§ **Activity**: Give the records again exactly. Pictures do not belong in the copy.

==============================

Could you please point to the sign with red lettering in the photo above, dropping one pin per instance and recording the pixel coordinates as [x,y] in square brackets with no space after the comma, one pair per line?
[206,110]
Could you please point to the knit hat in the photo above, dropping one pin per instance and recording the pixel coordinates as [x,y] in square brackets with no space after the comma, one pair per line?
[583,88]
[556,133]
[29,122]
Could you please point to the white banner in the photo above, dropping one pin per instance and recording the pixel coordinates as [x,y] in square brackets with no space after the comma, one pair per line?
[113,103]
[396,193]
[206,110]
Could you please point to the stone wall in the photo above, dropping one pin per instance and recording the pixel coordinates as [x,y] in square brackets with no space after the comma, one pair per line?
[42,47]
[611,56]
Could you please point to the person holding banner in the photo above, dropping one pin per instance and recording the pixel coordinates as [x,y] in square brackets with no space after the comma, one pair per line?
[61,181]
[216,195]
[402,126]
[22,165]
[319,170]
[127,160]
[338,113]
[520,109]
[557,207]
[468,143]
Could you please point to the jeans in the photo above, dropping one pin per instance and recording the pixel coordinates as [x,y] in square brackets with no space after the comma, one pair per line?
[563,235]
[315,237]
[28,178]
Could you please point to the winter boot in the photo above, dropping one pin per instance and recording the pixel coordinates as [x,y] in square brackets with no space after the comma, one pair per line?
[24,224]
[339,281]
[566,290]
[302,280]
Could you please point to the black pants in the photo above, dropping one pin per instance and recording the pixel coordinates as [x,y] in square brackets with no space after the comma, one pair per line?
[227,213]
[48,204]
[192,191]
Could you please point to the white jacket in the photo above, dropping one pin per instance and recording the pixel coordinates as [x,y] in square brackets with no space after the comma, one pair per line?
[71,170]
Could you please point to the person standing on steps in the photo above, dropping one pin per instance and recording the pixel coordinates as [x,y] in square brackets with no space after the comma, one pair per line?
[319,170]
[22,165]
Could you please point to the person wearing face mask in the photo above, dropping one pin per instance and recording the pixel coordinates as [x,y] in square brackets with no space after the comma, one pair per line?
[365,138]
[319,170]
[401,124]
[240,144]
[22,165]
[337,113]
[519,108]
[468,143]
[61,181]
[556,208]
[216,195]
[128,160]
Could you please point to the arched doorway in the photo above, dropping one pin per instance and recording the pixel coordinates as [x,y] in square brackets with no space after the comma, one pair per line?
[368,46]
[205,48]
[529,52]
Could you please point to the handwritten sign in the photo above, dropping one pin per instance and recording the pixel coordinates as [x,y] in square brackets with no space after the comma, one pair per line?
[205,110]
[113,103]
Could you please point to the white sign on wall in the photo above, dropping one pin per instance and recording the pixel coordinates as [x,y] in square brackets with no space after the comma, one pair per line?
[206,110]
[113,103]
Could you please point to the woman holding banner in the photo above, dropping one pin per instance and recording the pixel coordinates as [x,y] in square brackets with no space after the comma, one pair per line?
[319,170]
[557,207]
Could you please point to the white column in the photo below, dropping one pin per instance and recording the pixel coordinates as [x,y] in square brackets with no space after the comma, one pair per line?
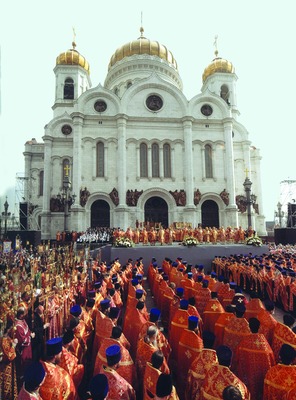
[149,162]
[106,161]
[173,163]
[138,161]
[187,131]
[77,157]
[121,160]
[94,151]
[229,161]
[47,172]
[161,162]
[203,166]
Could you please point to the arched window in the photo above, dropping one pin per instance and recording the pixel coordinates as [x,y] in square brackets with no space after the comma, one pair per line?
[209,161]
[100,159]
[155,160]
[41,177]
[143,161]
[69,89]
[66,168]
[224,93]
[167,172]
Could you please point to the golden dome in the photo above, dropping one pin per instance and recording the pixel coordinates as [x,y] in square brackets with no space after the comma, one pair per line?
[218,65]
[143,46]
[73,57]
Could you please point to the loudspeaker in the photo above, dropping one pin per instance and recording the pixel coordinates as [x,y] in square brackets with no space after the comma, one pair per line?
[24,216]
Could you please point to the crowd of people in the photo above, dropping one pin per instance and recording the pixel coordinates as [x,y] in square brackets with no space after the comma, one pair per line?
[151,235]
[73,327]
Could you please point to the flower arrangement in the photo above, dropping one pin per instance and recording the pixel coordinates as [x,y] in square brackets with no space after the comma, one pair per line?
[190,241]
[124,242]
[254,241]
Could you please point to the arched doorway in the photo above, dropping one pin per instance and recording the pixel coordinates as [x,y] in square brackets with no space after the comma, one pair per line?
[100,214]
[156,210]
[210,214]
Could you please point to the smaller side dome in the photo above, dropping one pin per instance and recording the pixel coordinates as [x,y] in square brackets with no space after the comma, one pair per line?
[218,65]
[73,57]
[143,46]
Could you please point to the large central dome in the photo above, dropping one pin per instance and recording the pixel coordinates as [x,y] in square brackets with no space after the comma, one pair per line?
[143,46]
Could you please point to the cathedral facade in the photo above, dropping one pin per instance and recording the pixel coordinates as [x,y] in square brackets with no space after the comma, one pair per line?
[137,151]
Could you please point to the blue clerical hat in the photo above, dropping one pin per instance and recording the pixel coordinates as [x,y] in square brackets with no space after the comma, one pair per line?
[68,336]
[139,293]
[104,304]
[34,375]
[164,385]
[98,387]
[184,304]
[76,310]
[54,346]
[154,314]
[113,354]
[192,322]
[91,294]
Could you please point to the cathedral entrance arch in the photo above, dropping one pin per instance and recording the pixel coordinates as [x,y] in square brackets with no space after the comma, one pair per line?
[156,210]
[210,214]
[100,214]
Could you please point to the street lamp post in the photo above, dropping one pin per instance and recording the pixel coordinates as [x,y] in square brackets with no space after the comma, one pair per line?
[247,186]
[5,215]
[66,200]
[280,213]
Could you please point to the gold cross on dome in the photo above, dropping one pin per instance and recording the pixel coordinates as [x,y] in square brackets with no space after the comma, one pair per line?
[67,170]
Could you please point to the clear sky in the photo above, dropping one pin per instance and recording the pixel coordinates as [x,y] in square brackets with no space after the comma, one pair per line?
[258,37]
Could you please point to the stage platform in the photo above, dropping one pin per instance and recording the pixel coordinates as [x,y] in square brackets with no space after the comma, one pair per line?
[201,254]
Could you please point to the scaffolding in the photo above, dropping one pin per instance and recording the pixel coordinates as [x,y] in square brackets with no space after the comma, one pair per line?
[23,205]
[287,200]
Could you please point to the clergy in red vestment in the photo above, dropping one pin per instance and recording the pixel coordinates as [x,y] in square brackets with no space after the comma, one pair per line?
[190,344]
[119,388]
[126,366]
[168,296]
[165,390]
[162,342]
[199,366]
[254,306]
[104,325]
[202,297]
[58,384]
[80,331]
[98,388]
[255,358]
[69,361]
[218,376]
[33,378]
[178,324]
[235,330]
[231,392]
[267,321]
[8,381]
[151,374]
[146,347]
[133,322]
[220,324]
[24,346]
[283,334]
[212,311]
[281,378]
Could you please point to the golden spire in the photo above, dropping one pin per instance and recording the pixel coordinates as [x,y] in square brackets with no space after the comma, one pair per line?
[74,38]
[142,29]
[216,45]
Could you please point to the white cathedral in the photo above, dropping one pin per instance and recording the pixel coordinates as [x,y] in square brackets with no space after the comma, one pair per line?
[137,151]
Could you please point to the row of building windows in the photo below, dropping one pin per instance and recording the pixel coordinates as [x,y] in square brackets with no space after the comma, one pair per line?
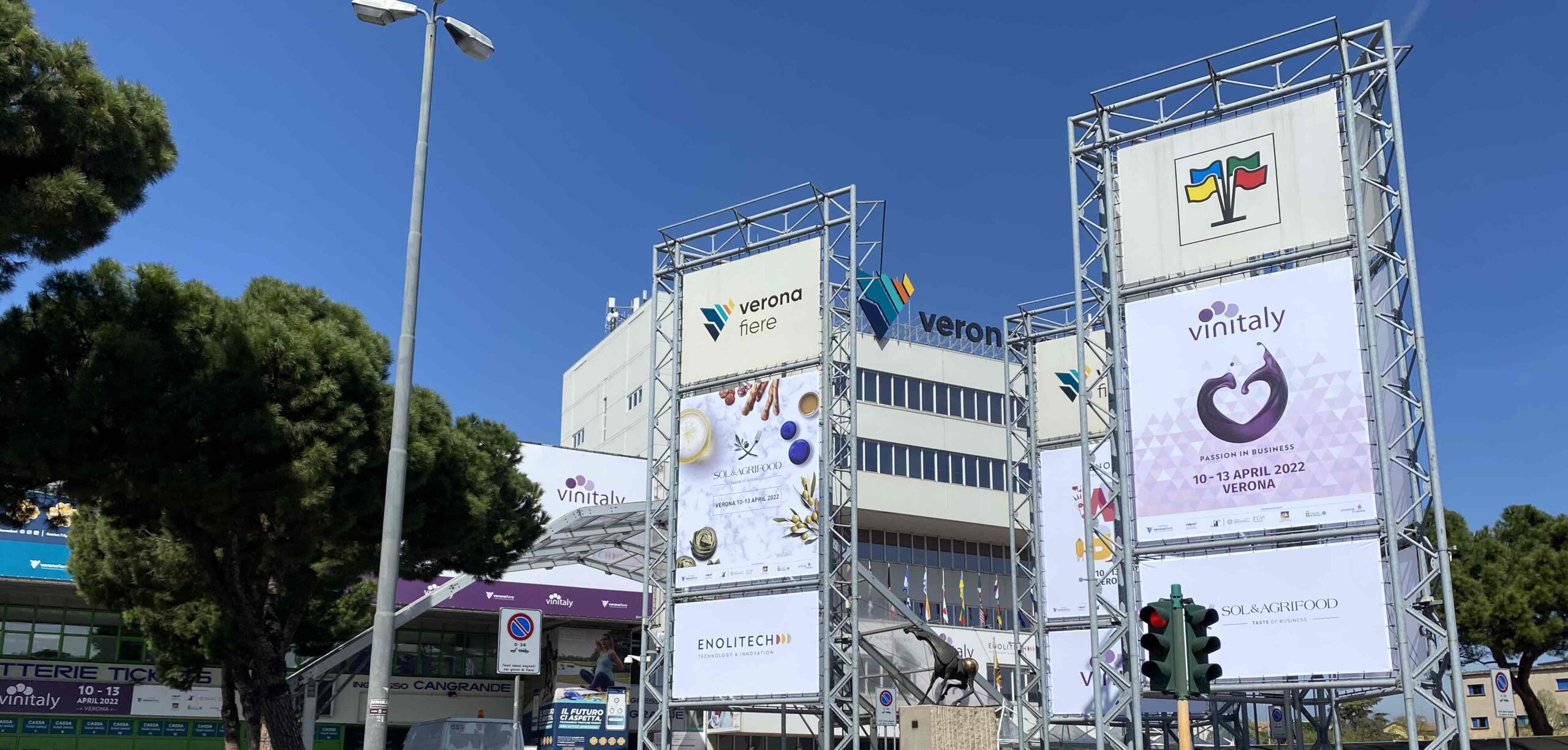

==============================

§ **Output below**:
Could you please point to the sign with red lettering in the photo above, dropping one pin per instance and recording the pixel coordinates as [x,y] in square brackets with no space after the comma, one pair per line?
[206,110]
Could you please point to the knit hat in the photo above, dropping one pin per instance and recording the pixel coordinates as [x,y] in square brackets with no space after the comma, one pair per line?
[583,88]
[556,133]
[29,122]
Could you please point to the white banner in the photo above, dropping one pin per instance and recording the pixel coordinates as [x,y] in square brackets with no space after the comma, one pair per line?
[113,103]
[396,193]
[206,110]
Could you please point to the stone wall in the photo above, dropping one pin per instance and recording the pixel coordinates as [x,y] in square brackets with no space after the comma, one pair per line?
[42,47]
[611,56]
Could you please point to the person holding banner in the photo above, dropping one pin per instance and recording the pixel coordinates as [x,y] in square brackets with no space after the comma, one pair per line?
[61,181]
[216,195]
[402,126]
[22,165]
[319,170]
[127,160]
[338,113]
[520,109]
[557,207]
[468,143]
Could you please point to the jeans in the photo above, dropping one pin per instance and recording the pixel coordinates as [x,y] in square brackets with no space after the comma, one pair per line?
[563,235]
[315,237]
[28,178]
Could you please point to the winter boot in the photo above, dropping one pin per instance and recording the pixel coordinates as [x,y] in square brackets with no space after the comma, one pair per line?
[24,224]
[339,281]
[566,290]
[302,280]
Could you please point to the black pants in the photo above, dropping one pin per instance and recording the pixel coordinates as [x,y] in square brackets with no space after the comma, one pair per line?
[227,213]
[48,204]
[192,191]
Could you please point to the white jacket in the photo above, dropping one pin per instance and recording the pixel coordinates as [x,y] in square brackets with no space after the comma, one pair per line?
[71,170]
Could you please point to the person standing on steps in the photo above, dropping one pin per instance and recording the pixel coordinates as [x,y] in square brackets with no space after the comma, one pair per line?
[319,170]
[22,165]
Could you please point to the person wearing face mask in the photo above, dropping one pin per instance and recording the pixel coordinates as [x,y] in square brackets with no space after the comma, one pair per line?
[365,138]
[319,170]
[401,124]
[240,144]
[22,165]
[337,113]
[519,108]
[468,143]
[61,181]
[556,208]
[216,195]
[128,160]
Could you please point to the arched doorway in the photo above, dropping one pin per instance and recording the pixel coordinates as [x,y] in square brackets with no space after the comma, one pair per line?
[368,46]
[205,48]
[529,52]
Could you please point to the handwritten sign in the photo above, dropping one pin per instance and recording the pixel coordinates as [x,y] in square brackets with no space after the comma, one pair per line?
[205,110]
[113,103]
Could you please point to the white sign on wall in the photo above, dropping one pin per instance and recording the pixel coordinates as [x,y] in square brackets with no space after the comma, one pair per line?
[206,110]
[113,103]
Could you please point to the woman holding banner in the photo above, dropping one pin per instance and recording the pixel coordinates as [x,y] in square brackets with no space after the comma, one pair per line?
[319,170]
[557,207]
Could you please point to the white column in the photo below, dropping one pin per instance and recording the pixel coordinates as [x,y] in square brackets with no space after the comma, one pair per line?
[149,162]
[106,161]
[173,163]
[138,161]
[187,131]
[77,157]
[121,160]
[94,151]
[229,161]
[47,172]
[161,162]
[203,166]
Could you please point to the arched window in the photo above, dropping one pin per instance and recording the pixel coordinates as [x,y] in square brackets with no space after the comma, one pair per line?
[209,161]
[100,159]
[155,160]
[41,177]
[143,161]
[69,89]
[66,168]
[224,93]
[167,172]
Could you please point to the golden dome in the photo above, dropping one pin per instance and recording the pixel coordinates as [x,y] in square brackets with no space after the comma, one pair per line?
[218,65]
[143,46]
[73,57]
Could you please point to the loudspeaker in the photo above, dropping one pin per instance and recording the pixel coordinates as [x,y] in square brackets with no space after the comma, one pair per line?
[24,216]
Could you please point to the crowd of people in the photo above, dropping one pin per instance and recording the pixel coordinates as [x,y] in square brackets with no space after the comma, one pair per line?
[151,235]
[73,327]
Could you please point to the flower arrangement in the photo above, dropping one pin per instance and recording the pixel coordinates as [x,y] in square brackets with no space after the comma, one pair per line?
[190,241]
[124,242]
[254,241]
Could you please point to the arched doorway in the photo above, dropping one pin per instance and recording the pixel coordinates as [x,y] in square brackets with no space after the comma, one pair per line?
[100,214]
[156,210]
[210,214]
Could you please point to the smaller side dome in the photo above, dropping one pin per instance and recording the pixel coordinates as [x,y] in square brackets with no space after the comma, one pair per line?
[218,65]
[73,57]
[143,46]
Could you please point to the large central dome in the photo above, dropping one pin per instance and recording the pixel coordinates as [x,y] in square brackets with no space after the comma, one pair per line?
[143,46]
Could you please point to the cathedral facade in the photo above, dropping one pin per instance and recording the pixel coordinates as [x,y] in square brackets with no space after the comma, one pair per line?
[137,151]
Could you please point to the blue clerical hat in the photo above, dropping one pin per instance and recording the pixel coordinates as [x,y] in square brackets with no space after the comma, one pair per line?
[68,336]
[139,293]
[104,304]
[34,375]
[164,385]
[98,387]
[184,304]
[76,310]
[54,346]
[154,314]
[113,354]
[192,322]
[91,294]
Could you please point to the cathedral entrance arch in the photo above, dropping one pin per instance and recording the pixel coordinates as [x,y] in square brackets with no space after the comma, one pair per line?
[156,210]
[210,214]
[100,214]
Could you please point to the street lamp post in the photo above, dropping one pin per instance and recording the pixel coordinates as [x,y] in square brackets with no space after the comma, one pair per line?
[247,186]
[5,215]
[66,200]
[280,213]
Could you please point to the gold cross on dome in the photo above, dropping one pin per instance and recording the pixel coordinates as [x,y] in square brackets with no space after the comma, one pair per line?
[67,170]
Could you please point to the clear sky in the photo above, dropping one pin per instance and recording the pixel coordinates as [x,y] in square brackets with no space after the comma, one pair per line?
[258,37]
Could you please point to the stage platform in the photo above, dropping one pin per instance and recording the pixel coordinates as [x,y] in square brackets with no space after the comma, one pair per line?
[201,254]
Could you please point to the scaffolding in the photo above, dropping one pin per instance and recording the pixel coordinates as [x,y] in square brackets with no space after the comma, one pair per line?
[23,205]
[287,200]
Could you please point to the clergy in red vestment in the photo above, dropping one pin per instance and recording the pixel coordinates as [x,y] in square brackets with no space after the comma, one pair per line?
[190,344]
[119,388]
[126,366]
[168,296]
[165,390]
[162,342]
[199,366]
[254,306]
[104,325]
[202,297]
[58,384]
[80,331]
[98,388]
[255,358]
[69,361]
[218,376]
[33,378]
[178,324]
[235,330]
[231,392]
[267,321]
[8,381]
[151,374]
[146,347]
[133,322]
[220,324]
[24,346]
[283,334]
[212,311]
[281,378]
Could you please point to the golden spire in the photo above, dropping one pin per instance and recording the pixel coordinates as [x,y] in square brackets with no space after the comma, one pair per line?
[74,38]
[142,29]
[216,45]
Could you please point to the white cathedral in the photo above, dropping one pin per instance and recording the pixel coordinates as [x,y] in square brackets with no space after the comma, one pair per line?
[137,151]
Could you please point to the row of building windows in the photo below, dropping one pin per instance and recording the pixel coordinates as [x,y] in square brackets with no space after the comma, one pair per line?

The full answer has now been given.